-- Passage given start --

CSC 306 Introduction to Programming with C++

Introduction to Recursion

Chapter 13

Recursion

Example

	void countdown( int n ) { if( n == 0 ) { // This is the situation when recursion stops. cout << "Blastoff!" << endl; } else { // call the function recursively with n-1 cout << n << endl; countdown (n-1); } }

The function is called countdown(...) and it takes a single integer as an argument. If the parameter value is zero, it outputs the word "Blastoff." Otherwise, it outputs the value in the parameter and then calls countdown (itself) with the value of one minus the original parameter as the argument (indicated in red).

Suppose we called the function like this:

	void main () { countdown (3); }

The execution of countdown looks like:

• n=3 and because it is not zero, the function outputs the value 3 to the console and then calls itself with the value n-1 = 2
  • n=2 and because it is not zero, the function outputs the value 2 to the console and then calls itself with the value n-1 = 1
    • n=1 and because it is not zero, the function outputs the value 1 to the console and then calls itself with the value n-1 = 0
      • n=0 and because it is zero, the function outputs the string "Blastoff" and returns (ends).
      the function with n=1 ends and returns.
    the function with n=2 ends and returns.
  the function with n=3 ends and returns.

	3 2 1 Blastoff!

The Basic Idea

1. The base case:
   the flow of execution of the function is such that the recursive call ends. In other words, the function ends without making any more recursive calls! In the example above, it was when the countdown reached zero.

   Warning:	Not having a base case or a poorly designed one can result in an infinite recursion, which is VERY BAD!

2. The recursive call:
   The function must call itself again in order to continue processing information. When a function calls itself, something must be different so that eventually, it will do the base case. Note that if the function keeps doing the recursive call, it will never end, resulting in, you guessed it, infinite recursion. This is VERY BAD!

The Mechanics of a Recursive Call

	main() Program Start

This space is used to store the temporary variables that main() needs, a space to store the return value when it finishes and other information. Each time a function is called, the memory area for that funtion is placed on the top of the stack, and then taken off again when the execution of the call is completed. Therefore, when main() calls countdown(3), a new memory area is created to for this function on top of the stack. countdown calls itself three times until the base case is reached when n=0, at which point the stack has five function calls stored in it.

	main() Program Start	countdown() n=3 main() Called countdown(3)	countdown() n=2 countdown() n=3 main() Called countdown(2)	countdown() n=1 countdown() n=2 countdown() n=3 main() Called countdown(1)	countdown() n=0 countdown() n=1 countdown() n=2 countdown() n=3 main() Called countdown(0)

-- Passage given end --
-- Data listing start --

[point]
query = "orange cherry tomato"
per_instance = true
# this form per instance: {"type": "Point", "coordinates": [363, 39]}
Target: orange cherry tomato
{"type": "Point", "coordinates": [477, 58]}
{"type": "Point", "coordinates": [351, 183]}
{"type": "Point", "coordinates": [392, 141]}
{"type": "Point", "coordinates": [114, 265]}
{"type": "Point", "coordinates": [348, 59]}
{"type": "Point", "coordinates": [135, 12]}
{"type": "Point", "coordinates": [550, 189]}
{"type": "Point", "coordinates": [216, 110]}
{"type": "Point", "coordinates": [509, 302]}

-- Data listing end --

▸ **Set of tasks**
A - Answer these from the recursion lesson:
(i) What value does main() pass to countdown?
(ii) What can happen if a function has no base case or a poorly designed one?
(iii) How many function calls are stored on the stack once the base case is reached at n=0?
B - Copy everything in the recursion lesson from "The Basic Idea" down to "which is VERY BAD!".
The rows aren't needed for anything here.

▸ **The replies**
A -
(i) 3
(ii) Infinite recursion
(iii) Five

B -
The Basic Idea

1. The base case:
   the flow of execution of the function is such that the recursive call ends. In other words, the function ends without making any more recursive calls! In the example above, it was when the countdown reached zero.

   Warning:	Not having a base case or a poorly designed one can result in an infinite recursion, which is VERY BAD!